• [Consigne]: Pouvez-vous recopier l'extrait sur le sac de Constantinople depuis « 1. Busbecq s’étend » jusqu'à « 3, p. 161.) », en remplaçant « approbation » par « complaisance » ?

Évaluation du butin.

Dans la peinture du sac des grandes villes, l’historien est condamné à d’uniformes récits des mêmes calamités ; les mêmes passions produisent les mêmes effets, et lorsque ces passions n’ont plus de frein, l’homme civilisé diffère, hélas ! bien peu de l’homme sauvage. Parmi les vagues exclamations de la bigoterie et de la haine, nous ne trouvons pas qu’on accuse les Turcs d’avoir versé de gaîté de cœur le sang des chrétiens ; mais, selon leurs maximes, qui furent celles de l’antiquité, la vie des vaincus leur appartenait, et le vainqueur eut pour récompense de ses exploits, les services, le prix de la vente ou la rançon de ses captifs de l’un ou l’autre sexe[1]. Le sultan avait accordé à ses soldats toutes les richesses de Constantinople, et une heure de pillage enrichit plus que le travail de plusieurs années. Mais le butin n’ayant pas été partagé d’une manière régulière, le mérite n’en fixa pas les portions ; et les valets du camp, qui n’avaient point essuyé la fatigue et les

  1. Busbecq s’étend avec plaisir et approbation sur les droits de la guerre et sur la servitude si commune parmi les anciens et parmi les Turcs. (De legat. Turcicâ, epist. 3, p. 161.)

• [Lignes de données]:
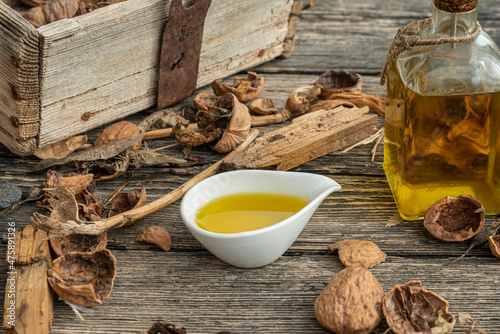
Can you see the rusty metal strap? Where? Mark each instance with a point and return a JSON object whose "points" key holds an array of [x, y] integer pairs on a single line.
{"points": [[180, 52]]}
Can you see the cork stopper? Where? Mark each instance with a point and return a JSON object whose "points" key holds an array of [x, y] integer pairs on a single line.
{"points": [[455, 6]]}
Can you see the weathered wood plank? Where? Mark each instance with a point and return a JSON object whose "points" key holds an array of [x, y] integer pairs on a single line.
{"points": [[19, 87], [105, 63]]}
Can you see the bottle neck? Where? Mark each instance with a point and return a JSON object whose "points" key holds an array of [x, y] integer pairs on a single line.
{"points": [[447, 24]]}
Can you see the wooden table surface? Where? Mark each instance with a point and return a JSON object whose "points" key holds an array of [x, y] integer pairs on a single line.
{"points": [[191, 288]]}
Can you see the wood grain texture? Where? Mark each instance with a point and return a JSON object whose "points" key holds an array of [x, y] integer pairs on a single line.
{"points": [[19, 87], [105, 63], [191, 288]]}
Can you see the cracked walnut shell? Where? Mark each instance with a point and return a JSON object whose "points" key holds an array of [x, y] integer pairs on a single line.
{"points": [[83, 278], [245, 89], [409, 308], [455, 218], [351, 303], [358, 253]]}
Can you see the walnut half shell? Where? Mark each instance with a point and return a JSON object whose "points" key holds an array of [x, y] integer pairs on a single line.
{"points": [[409, 308], [83, 278], [455, 218]]}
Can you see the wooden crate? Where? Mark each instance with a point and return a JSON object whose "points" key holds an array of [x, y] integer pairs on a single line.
{"points": [[73, 75]]}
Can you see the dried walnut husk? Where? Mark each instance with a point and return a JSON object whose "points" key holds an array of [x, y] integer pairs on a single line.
{"points": [[9, 193], [329, 105], [358, 253], [117, 131], [351, 303], [298, 102], [62, 148], [83, 278], [409, 308], [125, 201], [494, 242], [203, 101], [455, 218], [245, 89], [238, 127], [156, 235], [78, 243], [54, 11], [74, 182], [339, 82], [263, 106]]}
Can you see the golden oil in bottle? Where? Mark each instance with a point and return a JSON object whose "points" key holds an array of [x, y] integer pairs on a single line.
{"points": [[442, 114], [438, 146], [247, 211]]}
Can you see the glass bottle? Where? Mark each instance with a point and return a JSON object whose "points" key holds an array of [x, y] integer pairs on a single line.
{"points": [[442, 123]]}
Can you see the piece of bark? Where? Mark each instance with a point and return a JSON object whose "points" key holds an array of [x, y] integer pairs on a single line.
{"points": [[29, 301], [306, 138]]}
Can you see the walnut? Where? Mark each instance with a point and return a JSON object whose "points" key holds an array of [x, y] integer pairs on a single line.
{"points": [[409, 308], [351, 303], [298, 102], [494, 242], [83, 278], [263, 107], [245, 89], [358, 253], [156, 235], [117, 131], [455, 218]]}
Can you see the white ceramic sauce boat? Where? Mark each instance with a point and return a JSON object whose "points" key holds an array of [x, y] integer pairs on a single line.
{"points": [[258, 247]]}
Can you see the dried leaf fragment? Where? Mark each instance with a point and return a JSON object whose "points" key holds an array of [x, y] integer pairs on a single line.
{"points": [[238, 128], [374, 102], [78, 243], [351, 303], [262, 106], [156, 235], [409, 308], [83, 278], [62, 148], [160, 327], [358, 253], [245, 89], [125, 201], [494, 242], [120, 130], [455, 218], [74, 182], [203, 101], [339, 82], [10, 193], [298, 101], [329, 104]]}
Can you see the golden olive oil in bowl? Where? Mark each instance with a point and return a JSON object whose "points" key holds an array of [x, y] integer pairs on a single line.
{"points": [[244, 212]]}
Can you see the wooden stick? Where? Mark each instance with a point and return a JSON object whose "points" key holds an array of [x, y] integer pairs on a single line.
{"points": [[29, 301], [67, 206], [308, 137], [256, 121]]}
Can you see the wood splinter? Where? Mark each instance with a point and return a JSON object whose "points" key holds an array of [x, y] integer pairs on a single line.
{"points": [[29, 304]]}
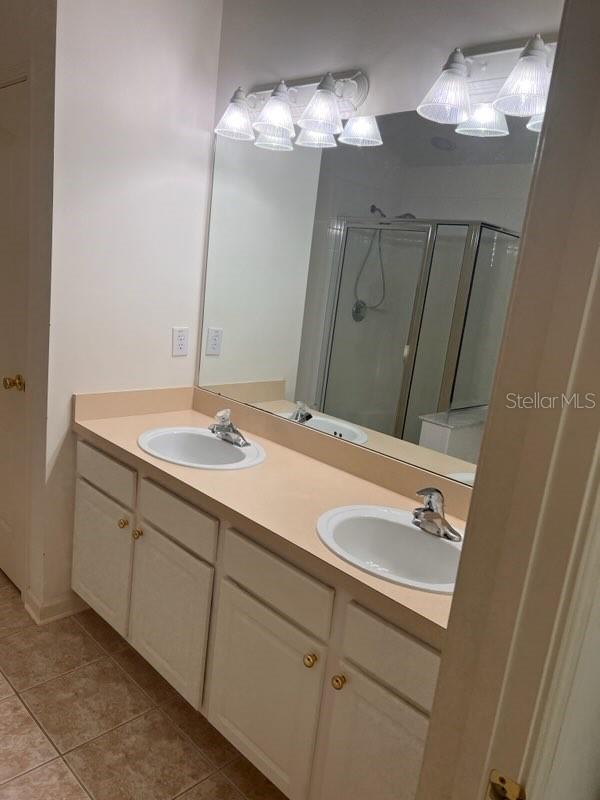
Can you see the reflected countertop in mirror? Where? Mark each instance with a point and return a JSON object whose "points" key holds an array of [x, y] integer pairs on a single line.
{"points": [[370, 283]]}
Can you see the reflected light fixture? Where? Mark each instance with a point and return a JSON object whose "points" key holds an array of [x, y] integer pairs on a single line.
{"points": [[322, 114], [484, 121], [447, 102], [276, 118], [525, 90], [268, 142], [235, 122], [361, 132], [312, 139], [535, 123]]}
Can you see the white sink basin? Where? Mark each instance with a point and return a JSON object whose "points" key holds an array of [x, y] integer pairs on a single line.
{"points": [[198, 447], [335, 427], [384, 542]]}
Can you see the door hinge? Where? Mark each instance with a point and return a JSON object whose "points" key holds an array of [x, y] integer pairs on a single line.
{"points": [[502, 788]]}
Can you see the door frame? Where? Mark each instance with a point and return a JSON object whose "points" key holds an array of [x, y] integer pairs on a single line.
{"points": [[530, 526], [11, 76]]}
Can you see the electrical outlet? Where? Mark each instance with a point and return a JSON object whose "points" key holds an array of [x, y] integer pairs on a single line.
{"points": [[214, 340], [179, 342]]}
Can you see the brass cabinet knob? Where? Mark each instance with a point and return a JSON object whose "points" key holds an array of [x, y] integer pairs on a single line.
{"points": [[338, 682], [18, 383]]}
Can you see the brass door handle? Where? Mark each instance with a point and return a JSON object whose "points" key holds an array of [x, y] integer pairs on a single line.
{"points": [[18, 383], [338, 682]]}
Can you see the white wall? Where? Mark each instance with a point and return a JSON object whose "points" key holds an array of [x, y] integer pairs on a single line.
{"points": [[135, 93], [262, 216]]}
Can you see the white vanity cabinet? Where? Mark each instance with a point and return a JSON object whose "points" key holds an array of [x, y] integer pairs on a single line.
{"points": [[375, 744], [171, 597], [265, 694], [327, 699], [102, 554], [131, 568]]}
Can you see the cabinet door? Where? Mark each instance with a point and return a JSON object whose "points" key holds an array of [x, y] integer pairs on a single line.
{"points": [[102, 555], [262, 696], [375, 743], [170, 608]]}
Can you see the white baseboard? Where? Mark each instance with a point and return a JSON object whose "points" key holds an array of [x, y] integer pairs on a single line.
{"points": [[43, 613]]}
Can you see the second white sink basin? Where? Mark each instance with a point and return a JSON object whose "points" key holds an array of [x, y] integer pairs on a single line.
{"points": [[335, 427], [384, 542], [198, 447]]}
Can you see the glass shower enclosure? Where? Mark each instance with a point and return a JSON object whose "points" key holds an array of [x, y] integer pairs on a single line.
{"points": [[414, 319]]}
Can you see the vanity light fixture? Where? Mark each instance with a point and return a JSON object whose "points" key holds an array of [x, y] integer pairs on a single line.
{"points": [[484, 121], [318, 140], [322, 114], [525, 90], [316, 105], [279, 143], [275, 119], [361, 132], [235, 122], [447, 102], [535, 123]]}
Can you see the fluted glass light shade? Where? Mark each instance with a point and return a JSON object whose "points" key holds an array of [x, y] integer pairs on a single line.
{"points": [[484, 121], [535, 123], [267, 142], [312, 139], [235, 122], [276, 118], [447, 101], [322, 114], [361, 132], [525, 90]]}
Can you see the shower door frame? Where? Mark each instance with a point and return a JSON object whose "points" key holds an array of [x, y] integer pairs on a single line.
{"points": [[339, 232]]}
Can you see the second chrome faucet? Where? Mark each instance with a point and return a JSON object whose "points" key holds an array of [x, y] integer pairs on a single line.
{"points": [[430, 517]]}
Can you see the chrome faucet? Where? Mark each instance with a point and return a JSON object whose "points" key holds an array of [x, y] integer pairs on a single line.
{"points": [[224, 428], [302, 413], [430, 516]]}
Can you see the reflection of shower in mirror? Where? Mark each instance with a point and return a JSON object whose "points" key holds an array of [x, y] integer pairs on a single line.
{"points": [[360, 306]]}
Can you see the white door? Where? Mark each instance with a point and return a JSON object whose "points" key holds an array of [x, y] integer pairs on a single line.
{"points": [[102, 555], [170, 610], [14, 269], [266, 689], [375, 743]]}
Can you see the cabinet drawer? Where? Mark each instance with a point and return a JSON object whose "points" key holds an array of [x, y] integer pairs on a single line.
{"points": [[183, 522], [290, 591], [108, 475], [390, 655]]}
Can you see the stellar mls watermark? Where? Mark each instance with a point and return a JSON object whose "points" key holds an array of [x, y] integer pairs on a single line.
{"points": [[537, 400]]}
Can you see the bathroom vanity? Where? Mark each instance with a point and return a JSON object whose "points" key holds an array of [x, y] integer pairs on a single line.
{"points": [[322, 675]]}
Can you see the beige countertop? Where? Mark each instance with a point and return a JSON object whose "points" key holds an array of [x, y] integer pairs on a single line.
{"points": [[285, 495], [412, 453]]}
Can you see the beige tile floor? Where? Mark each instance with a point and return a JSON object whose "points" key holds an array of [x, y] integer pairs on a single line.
{"points": [[83, 716]]}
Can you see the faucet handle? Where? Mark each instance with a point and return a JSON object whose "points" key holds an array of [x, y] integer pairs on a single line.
{"points": [[433, 499], [223, 417]]}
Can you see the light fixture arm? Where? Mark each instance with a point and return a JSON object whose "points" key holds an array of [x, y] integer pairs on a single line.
{"points": [[355, 88]]}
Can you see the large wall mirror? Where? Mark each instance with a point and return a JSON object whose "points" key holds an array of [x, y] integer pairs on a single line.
{"points": [[365, 290]]}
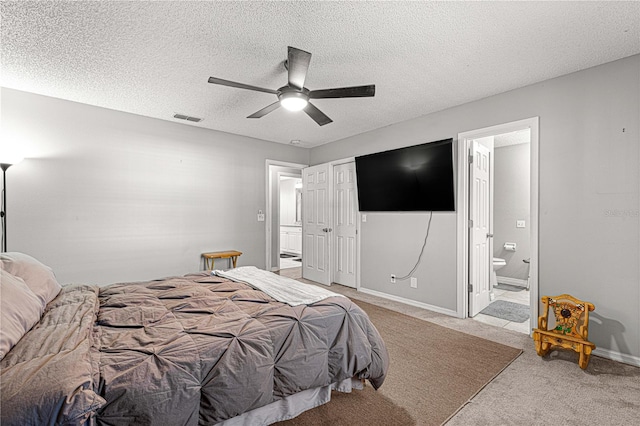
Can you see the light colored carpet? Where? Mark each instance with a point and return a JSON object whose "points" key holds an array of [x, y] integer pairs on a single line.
{"points": [[607, 393], [506, 310], [433, 372]]}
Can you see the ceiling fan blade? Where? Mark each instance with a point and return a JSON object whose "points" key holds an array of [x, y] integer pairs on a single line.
{"points": [[297, 64], [266, 110], [317, 115], [222, 82], [344, 92]]}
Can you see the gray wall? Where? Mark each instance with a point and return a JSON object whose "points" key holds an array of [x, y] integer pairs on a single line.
{"points": [[511, 188], [589, 227], [106, 196]]}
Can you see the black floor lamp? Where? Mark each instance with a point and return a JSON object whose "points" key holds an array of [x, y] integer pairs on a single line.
{"points": [[3, 212]]}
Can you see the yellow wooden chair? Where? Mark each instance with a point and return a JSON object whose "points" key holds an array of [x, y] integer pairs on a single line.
{"points": [[570, 329]]}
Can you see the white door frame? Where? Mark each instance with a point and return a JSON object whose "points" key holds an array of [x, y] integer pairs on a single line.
{"points": [[334, 236], [464, 141], [269, 210]]}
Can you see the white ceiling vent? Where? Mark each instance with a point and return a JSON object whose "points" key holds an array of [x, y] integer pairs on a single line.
{"points": [[188, 118]]}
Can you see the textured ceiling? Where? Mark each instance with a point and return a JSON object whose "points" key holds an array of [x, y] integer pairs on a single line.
{"points": [[154, 58]]}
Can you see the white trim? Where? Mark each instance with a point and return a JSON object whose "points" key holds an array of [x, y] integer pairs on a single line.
{"points": [[462, 207], [268, 208], [409, 302], [511, 281], [617, 356]]}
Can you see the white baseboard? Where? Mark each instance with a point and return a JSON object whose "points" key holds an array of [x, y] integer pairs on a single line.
{"points": [[409, 302], [617, 356], [511, 281]]}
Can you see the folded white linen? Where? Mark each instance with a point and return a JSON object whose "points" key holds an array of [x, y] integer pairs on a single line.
{"points": [[282, 289]]}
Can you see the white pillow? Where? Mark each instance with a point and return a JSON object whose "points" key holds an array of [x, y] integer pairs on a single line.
{"points": [[20, 310], [38, 277]]}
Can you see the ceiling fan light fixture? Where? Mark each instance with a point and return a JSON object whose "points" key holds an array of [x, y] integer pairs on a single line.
{"points": [[293, 101]]}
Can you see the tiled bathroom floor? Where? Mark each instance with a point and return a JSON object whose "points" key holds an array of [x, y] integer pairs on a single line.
{"points": [[289, 263], [521, 297]]}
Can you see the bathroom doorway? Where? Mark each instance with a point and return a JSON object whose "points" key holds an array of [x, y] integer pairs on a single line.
{"points": [[511, 218], [275, 170], [290, 212], [498, 245]]}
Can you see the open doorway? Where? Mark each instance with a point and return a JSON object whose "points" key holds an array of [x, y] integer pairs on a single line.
{"points": [[290, 211], [498, 238], [280, 172]]}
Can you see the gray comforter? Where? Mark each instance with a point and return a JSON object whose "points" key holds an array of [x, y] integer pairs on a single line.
{"points": [[180, 351]]}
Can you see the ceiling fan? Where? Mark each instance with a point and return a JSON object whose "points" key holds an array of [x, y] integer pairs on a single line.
{"points": [[294, 96]]}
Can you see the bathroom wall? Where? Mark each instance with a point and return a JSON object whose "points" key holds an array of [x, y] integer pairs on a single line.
{"points": [[589, 194], [511, 203], [288, 202]]}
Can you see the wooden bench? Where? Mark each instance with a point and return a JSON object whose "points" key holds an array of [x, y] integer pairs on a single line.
{"points": [[213, 255]]}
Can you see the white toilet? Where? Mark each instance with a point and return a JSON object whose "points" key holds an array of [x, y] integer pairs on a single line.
{"points": [[497, 264]]}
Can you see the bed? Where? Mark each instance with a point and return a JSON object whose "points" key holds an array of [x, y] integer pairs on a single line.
{"points": [[195, 349]]}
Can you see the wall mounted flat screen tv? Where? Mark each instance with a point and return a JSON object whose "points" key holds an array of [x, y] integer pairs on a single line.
{"points": [[414, 178]]}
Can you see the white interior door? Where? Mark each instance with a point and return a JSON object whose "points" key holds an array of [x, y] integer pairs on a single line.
{"points": [[344, 220], [316, 226], [480, 255]]}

• [Corrigé]:
1. Busbecq s’étend avec plaisir et complaisance sur les droits de la guerre et sur la servitude si commune parmi les anciens et parmi les Turcs. (De legat. Turcicâ, epist. 3, p. 161.)